Artikel:
Zorgvuldigheid van het besluit
3.4
Eiser voert aan dat het bestreden besluit onzorgvuldig tot stand is gekomen. Zo heeft verweerder na het gehoor in de bezwaarfase nog informatie opgevraagd bij de korpschef van de politie (hierna: de korpschef). Deze informatie is ten grondslag gelegd aan het bestreden besluit, maar eiser heeft niet de kans gehad om op die informatie te reageren.
3.5
Verweerder heeft in het verweerschrift erkend dat hij na de hoorzitting in de bezwaarfase nog stukken van de korpschef heeft ontvangen en deze stukken heeft betrokken bij het bestreden besluit, zonder eiser hierover in te lichten. Dit had wel gemoeten, waardoor de beroepsgrond terecht is aangevoerd volgens verweerder. Desondanks stelt verweerder zich op het standpunt dat eiser door deze gang van zaken niet in zijn belangen is geschaad.
3.6
De rechtbank is met verweerder eens dat eiser in dit geval niet in zijn belangen is geschaad. Hierbij is van belang dat de informatie van de politie op basis waarvan de boete is opgelegd, al bekend was bij eiser. Hij kon hier in de bezwaarfase dus inhoudelijk al op reageren. De informatie die verweerder later heeft opgevraagd bij de politie ziet met name op de aanvraagprocedure en niet zozeer op de overtreding zelf (met uitzondering van de eerste vraag, maar daarvoor verwijst de politie naar een eerder ingebracht stuk dat al onderdeel was van het dossier). Ook al was eiser in de gelegenheid gesteld om op deze extra informatie te reageren, zoals had gemoeten, dan had dit inhoudelijk dus niet tot een ander besluit kunnen leiden. Daarbij komt dat eiser nu in beroep de gelegenheid heeft gekregen om in te gaan op deze extra informatie.

Getoonde records:
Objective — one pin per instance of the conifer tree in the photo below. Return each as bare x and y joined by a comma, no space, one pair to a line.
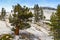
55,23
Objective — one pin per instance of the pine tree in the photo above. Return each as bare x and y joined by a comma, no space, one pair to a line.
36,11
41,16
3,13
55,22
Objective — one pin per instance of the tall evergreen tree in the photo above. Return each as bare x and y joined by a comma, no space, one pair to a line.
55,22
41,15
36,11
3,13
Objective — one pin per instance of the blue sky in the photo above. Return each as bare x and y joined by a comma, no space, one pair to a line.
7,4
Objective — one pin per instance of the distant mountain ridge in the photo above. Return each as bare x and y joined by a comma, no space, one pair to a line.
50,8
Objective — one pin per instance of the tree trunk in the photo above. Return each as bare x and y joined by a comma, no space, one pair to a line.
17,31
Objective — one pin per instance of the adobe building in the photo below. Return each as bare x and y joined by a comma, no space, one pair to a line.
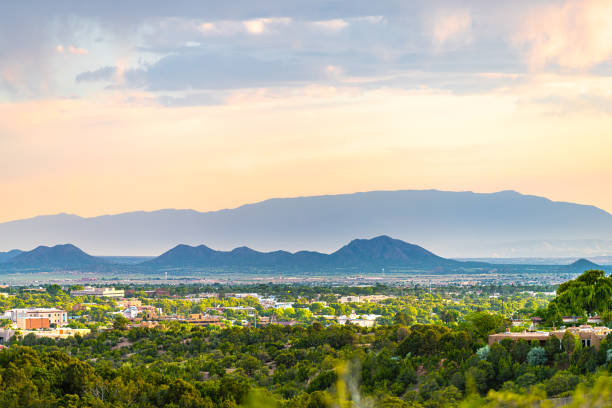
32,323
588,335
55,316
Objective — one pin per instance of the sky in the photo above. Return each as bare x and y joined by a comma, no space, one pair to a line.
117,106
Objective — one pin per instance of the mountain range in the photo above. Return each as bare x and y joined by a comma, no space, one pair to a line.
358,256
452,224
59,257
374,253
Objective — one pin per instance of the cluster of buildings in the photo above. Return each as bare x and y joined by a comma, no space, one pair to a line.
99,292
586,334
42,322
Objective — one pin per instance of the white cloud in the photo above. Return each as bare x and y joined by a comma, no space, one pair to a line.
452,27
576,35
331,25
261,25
...
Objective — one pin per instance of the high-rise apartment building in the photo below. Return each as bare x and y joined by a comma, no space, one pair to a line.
==
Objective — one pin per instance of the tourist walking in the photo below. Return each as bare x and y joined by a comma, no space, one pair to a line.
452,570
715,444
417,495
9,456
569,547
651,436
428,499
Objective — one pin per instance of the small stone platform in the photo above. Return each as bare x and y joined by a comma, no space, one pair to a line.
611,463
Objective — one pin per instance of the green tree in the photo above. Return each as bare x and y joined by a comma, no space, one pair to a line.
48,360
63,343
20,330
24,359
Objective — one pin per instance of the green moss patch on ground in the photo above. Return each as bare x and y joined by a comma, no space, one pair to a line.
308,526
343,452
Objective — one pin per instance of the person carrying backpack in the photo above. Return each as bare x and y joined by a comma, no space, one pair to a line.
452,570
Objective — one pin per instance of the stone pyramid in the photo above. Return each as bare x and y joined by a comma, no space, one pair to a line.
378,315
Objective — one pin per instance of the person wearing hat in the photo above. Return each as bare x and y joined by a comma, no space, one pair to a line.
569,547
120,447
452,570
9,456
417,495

Opdrachten:
1 > Schrijf het artikel over de zorgvuldigheid van het besluit volledig en woordelijk over.
2 > Vermeld elke regel uit de records waarin het woord "below" voorkomt.

Antwoorden:
1 >
Zorgvuldigheid van het besluit
3.4
Eiser voert aan dat het bestreden besluit onzorgvuldig tot stand is gekomen. Zo heeft verweerder na het gehoor in de bezwaarfase nog informatie opgevraagd bij de korpschef van de politie (hierna: de korpschef). Deze informatie is ten grondslag gelegd aan het bestreden besluit, maar eiser heeft niet de kans gehad om op die informatie te reageren.
3.5
Verweerder heeft in het verweerschrift erkend dat hij na de hoorzitting in de bezwaarfase nog stukken van de korpschef heeft ontvangen en deze stukken heeft betrokken bij het bestreden besluit, zonder eiser hierover in te lichten. Dit had wel gemoeten, waardoor de beroepsgrond terecht is aangevoerd volgens verweerder. Desondanks stelt verweerder zich op het standpunt dat eiser door deze gang van zaken niet in zijn belangen is geschaad.
3.6
De rechtbank is met verweerder eens dat eiser in dit geval niet in zijn belangen is geschaad. Hierbij is van belang dat de informatie van de politie op basis waarvan de boete is opgelegd, al bekend was bij eiser. Hij kon hier in de bezwaarfase dus inhoudelijk al op reageren. De informatie die verweerder later heeft opgevraagd bij de politie ziet met name op de aanvraagprocedure en niet zozeer op de overtreding zelf (met uitzondering van de eerste vraag, maar daarvoor verwijst de politie naar een eerder ingebracht stuk dat al onderdeel was van het dossier). Ook al was eiser in de gelegenheid gesteld om op deze extra informatie te reageren, zoals had gemoeten, dan had dit inhoudelijk dus niet tot een ander besluit kunnen leiden. Daarbij komt dat eiser nu in beroep de gelegenheid heeft gekregen om in te gaan op deze extra informatie.

2 >
Objective — one pin per instance of the conifer tree in the photo below. Return each as bare x and y joined by a comma, no space, one pair to a line.
Objective — one pin per instance of the adobe building in the photo below. Return each as bare x and y joined by a comma, no space, one pair to a line.
Objective — one pin per instance of the high-rise apartment building in the photo below. Return each as bare x and y joined by a comma, no space, one pair to a line.
Objective — one pin per instance of the tourist walking in the photo below. Return each as bare x and y joined by a comma, no space, one pair to a line.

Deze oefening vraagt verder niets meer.